**EXERCISE PASSAGE:**
↓
Five of Prime Minister’s senior aides quit amid scandals
Four senior aides to Prime Minister Boris Johnson resigned within hours of each other last night, Thursday 3 February.
The Prime Minister made a false accusation against Labour leader Keir Starmer, claiming that he failed to prosecute serial sex offender Jimmy Savile when he was director of public prosecutions.
In her resignation letter, published by The Spectator, Mirza wrote: “This was not the usual cut and thrust of politics; it was an inappropriate and partisan reference to a horrendous case of child sex abuse.
“You tried to clarify your position today but, despite my urging, you did not apologise for the misleading impression you gave.”
She added: “You are a better man than many of your detractors will ever understand, which is why it is so desperately sad that you let yourself down by making a scurrilous accusation against the leader of the opposition.”
↑
**WORK REQUEST 1:**
Answer these questions from the resignation article.
(a) Which publication published Mirza's resignation letter?
(b) Whom did the Prime Minister falsely accuse?
(c) What post did that person hold at the time the accusation concerned?
**WORK REQUEST 2:**
Decide whether each statement agrees with the resignation article. Answer yes or no, and quote the words that decide it.
(a) The aides resigned on Thursday 3 February.
(b) Mirza's letter says the Prime Minister apologised.
(c) Mirza called the Prime Minister's remark the usual cut and thrust of politics.
**WORK REQUEST 3:** Summarize the resignation article in two sentences.

**SUPPLIED RECORDS:**
↓
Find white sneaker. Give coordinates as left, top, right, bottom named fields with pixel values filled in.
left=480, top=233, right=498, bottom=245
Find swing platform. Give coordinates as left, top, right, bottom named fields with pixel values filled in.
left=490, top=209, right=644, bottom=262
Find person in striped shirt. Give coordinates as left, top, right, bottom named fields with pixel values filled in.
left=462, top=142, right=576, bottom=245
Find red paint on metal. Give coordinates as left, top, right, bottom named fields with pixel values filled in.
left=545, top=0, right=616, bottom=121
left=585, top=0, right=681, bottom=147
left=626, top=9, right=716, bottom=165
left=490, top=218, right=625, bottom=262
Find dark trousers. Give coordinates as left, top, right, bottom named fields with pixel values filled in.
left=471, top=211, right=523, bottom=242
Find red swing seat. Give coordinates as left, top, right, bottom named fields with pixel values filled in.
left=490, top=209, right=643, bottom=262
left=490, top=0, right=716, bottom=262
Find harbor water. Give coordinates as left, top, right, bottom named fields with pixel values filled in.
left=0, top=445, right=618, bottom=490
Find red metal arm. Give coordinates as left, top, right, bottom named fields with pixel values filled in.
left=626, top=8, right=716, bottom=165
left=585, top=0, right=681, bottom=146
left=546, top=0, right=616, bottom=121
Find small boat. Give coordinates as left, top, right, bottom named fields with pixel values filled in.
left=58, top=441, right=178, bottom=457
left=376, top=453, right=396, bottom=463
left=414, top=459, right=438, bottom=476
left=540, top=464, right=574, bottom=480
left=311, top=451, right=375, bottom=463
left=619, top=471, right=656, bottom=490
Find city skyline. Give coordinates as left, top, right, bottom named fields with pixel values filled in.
↑
**TASK RESPONSE 1:**
(a) The Spectator
(b) Labour leader Keir Starmer
(c) Director of public prosecutions

**TASK RESPONSE 2:**
(a) Yes: "resigned within hours of each other last night, Thursday 3 February"
(b) No: "you did not apologise for the misleading impression you gave"
(c) No: "This was not the usual cut and thrust of politics"

**TASK RESPONSE 3:** Senior aides to Prime Minister Boris Johnson resigned within hours of each other on Thursday 3 February, and the Prime Minister falsely claimed that Labour leader Keir Starmer failed to prosecute Jimmy Savile when he was director of public prosecutions. In her resignation letter, Mirza called this an inappropriate and partisan reference and wrote that he did not apologise for the misleading impression he gave.